_Given information_:
------
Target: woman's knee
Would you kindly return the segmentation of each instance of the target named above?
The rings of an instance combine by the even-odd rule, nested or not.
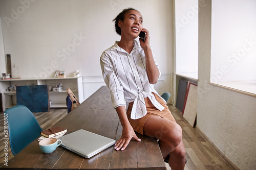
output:
[[[156,134],[157,138],[172,147],[176,147],[180,143],[182,138],[182,130],[179,125],[175,124],[162,129]]]

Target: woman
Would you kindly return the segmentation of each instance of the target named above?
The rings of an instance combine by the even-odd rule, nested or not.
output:
[[[183,169],[185,152],[182,130],[154,88],[161,73],[150,46],[150,33],[142,27],[142,17],[138,11],[129,8],[113,21],[121,39],[102,53],[100,64],[123,128],[115,149],[123,151],[133,137],[140,141],[135,131],[159,139],[165,161],[173,170]],[[146,35],[144,42],[139,39],[140,46],[135,39],[141,31]]]

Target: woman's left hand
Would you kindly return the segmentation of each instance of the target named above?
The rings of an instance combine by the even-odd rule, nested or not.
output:
[[[146,29],[143,28],[141,31],[144,32],[146,33],[145,36],[145,42],[143,42],[141,39],[139,38],[140,40],[140,46],[144,50],[146,50],[150,46],[150,32]]]

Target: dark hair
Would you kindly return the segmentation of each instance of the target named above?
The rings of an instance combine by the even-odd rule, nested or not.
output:
[[[129,8],[127,9],[124,9],[122,12],[121,12],[118,15],[116,16],[116,17],[113,20],[113,21],[115,21],[115,28],[116,29],[116,32],[117,34],[119,35],[121,35],[121,28],[118,26],[118,21],[119,20],[121,20],[122,21],[123,21],[124,20],[124,17],[125,15],[125,14],[126,12],[128,11],[131,11],[131,10],[136,10],[136,9],[134,9],[132,8]]]

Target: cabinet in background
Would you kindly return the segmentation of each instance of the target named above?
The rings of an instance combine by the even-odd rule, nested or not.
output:
[[[63,88],[58,92],[53,91],[58,83],[62,83]],[[78,98],[80,103],[83,102],[83,89],[82,77],[66,77],[63,78],[23,78],[10,79],[0,80],[0,92],[2,93],[3,107],[4,111],[13,107],[16,104],[16,92],[6,91],[9,87],[15,86],[28,86],[31,85],[48,84],[52,86],[52,91],[49,91],[49,100],[51,108],[67,108],[66,99],[67,96],[67,88],[70,88]]]

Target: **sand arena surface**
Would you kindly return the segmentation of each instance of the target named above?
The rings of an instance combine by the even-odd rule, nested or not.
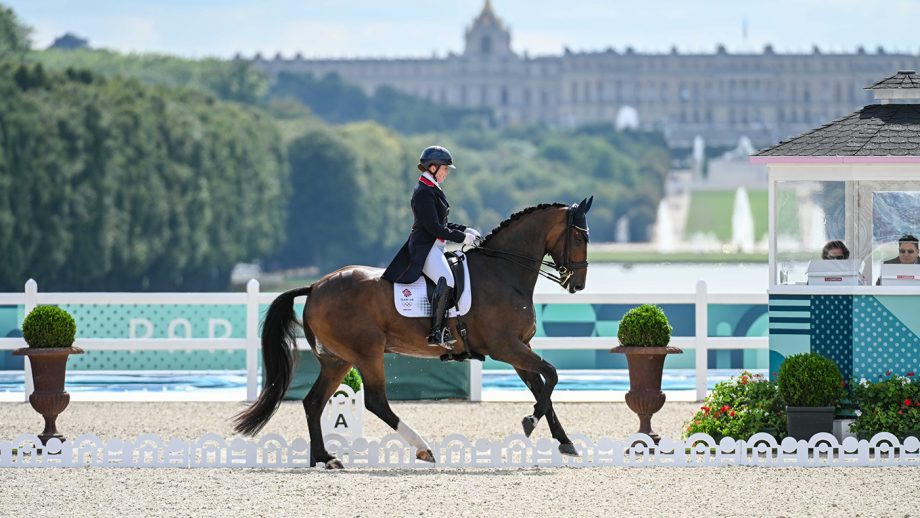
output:
[[[68,437],[143,433],[232,436],[242,403],[73,402]],[[394,402],[429,441],[451,433],[520,433],[527,403]],[[558,403],[566,431],[623,438],[638,420],[623,403]],[[666,403],[652,420],[678,437],[696,403]],[[23,403],[0,403],[0,439],[41,431]],[[263,433],[306,437],[300,403],[282,405]],[[391,430],[371,414],[365,436]],[[545,421],[533,437],[549,437]],[[0,516],[914,516],[920,468],[526,469],[0,469]]]

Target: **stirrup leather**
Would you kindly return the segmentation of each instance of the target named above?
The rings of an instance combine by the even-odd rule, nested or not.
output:
[[[447,285],[447,279],[438,279],[438,285],[431,297],[431,333],[428,334],[428,345],[453,349],[457,340],[447,327],[447,309],[453,298],[454,289]]]

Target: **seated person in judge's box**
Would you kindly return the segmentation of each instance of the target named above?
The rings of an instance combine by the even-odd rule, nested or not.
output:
------
_Exercise requirements_:
Please go through all of the items above and change "even-odd rule" to "nonzero winding rule" wherever it occurs, keeping every other word the same. Leave the pictures out of your answer.

_Response_:
Target: woman's knee
Would you kindly return the segmentation of each instance of the target named above?
The rings of an instance combine by the nonzero winding rule, nested or not.
output:
[[[156,134],[157,138],[172,147],[176,147],[180,143],[182,138],[182,130],[179,125],[175,124],[162,129]]]

Target: woman
Would you kindly return the segmentation of each instance of the target named above?
The rings of an instance combine by the nonzero winding rule, nested or not.
output:
[[[183,169],[185,152],[182,130],[154,88],[161,73],[150,46],[150,33],[142,27],[142,17],[138,11],[129,8],[113,21],[121,39],[102,53],[100,64],[123,128],[115,149],[123,151],[133,137],[140,141],[135,131],[159,139],[165,161],[173,170]],[[146,35],[144,42],[139,39],[140,46],[135,39],[141,31]]]

Target: woman's left hand
Would you kindly return the segmentation of each instance of the target named above?
The rings of an instance combine by the nonzero winding rule, nested or not.
output:
[[[146,29],[143,28],[141,31],[144,32],[146,33],[145,36],[145,42],[143,42],[141,39],[139,38],[140,40],[140,46],[144,50],[146,50],[150,46],[150,32]]]

Target: dark hair
Would you kindly return the segmentation of each instance of the target named above?
The rings of an instance combine by the nonzero winding rule, nested or not.
output:
[[[129,8],[127,9],[124,9],[122,12],[121,12],[118,15],[116,16],[116,17],[113,20],[113,21],[115,21],[115,28],[116,29],[116,32],[117,34],[119,35],[121,35],[121,28],[118,26],[118,21],[119,20],[121,20],[122,21],[123,21],[124,20],[124,17],[125,15],[125,14],[126,12],[128,11],[131,11],[131,10],[136,10],[136,9],[134,9],[132,8]]]

Target: cabinet in background
Would you kindly return the segmentation of each instance of the target named above?
The rings of an instance combine by the nonzero winding rule, nested or not.
output:
[[[63,88],[58,92],[53,91],[58,83],[62,83]],[[78,98],[80,103],[83,102],[83,89],[82,77],[66,77],[63,78],[23,78],[10,79],[0,80],[0,92],[2,93],[3,107],[4,111],[13,107],[16,104],[16,92],[6,91],[9,87],[15,86],[28,86],[31,85],[48,84],[52,86],[52,91],[49,91],[49,100],[51,108],[67,108],[66,99],[67,96],[67,88],[70,88]]]

Target: **sand arena surface**
Would you kindly return the segmentation of each instance of the target named above?
The rings of an instance combine by the nonzero winding rule, nested or not.
output:
[[[68,437],[143,433],[232,436],[242,403],[73,402]],[[394,402],[429,441],[451,433],[520,433],[527,403]],[[558,403],[566,431],[623,438],[638,420],[623,403]],[[666,403],[652,420],[678,437],[696,403]],[[23,403],[0,403],[0,439],[41,431]],[[263,433],[306,437],[300,403],[282,405]],[[391,430],[371,414],[365,436]],[[545,421],[533,437],[549,437]],[[0,516],[914,516],[920,468],[526,469],[0,469]]]

Target: **stirrup leather**
Would you kindly return the segmentation of each instance of the target named above?
The rings of an instance combine by the nonzero winding rule, nested or not.
output:
[[[447,285],[447,279],[438,279],[438,285],[431,297],[431,333],[428,334],[428,345],[453,349],[457,340],[447,327],[447,309],[453,298],[454,289]]]

Target: **seated person in judge's box**
Would you kindly return the segmentation of each instance of the target named above?
The rings of an instance combine by the nonzero winding rule, nested or not.
output:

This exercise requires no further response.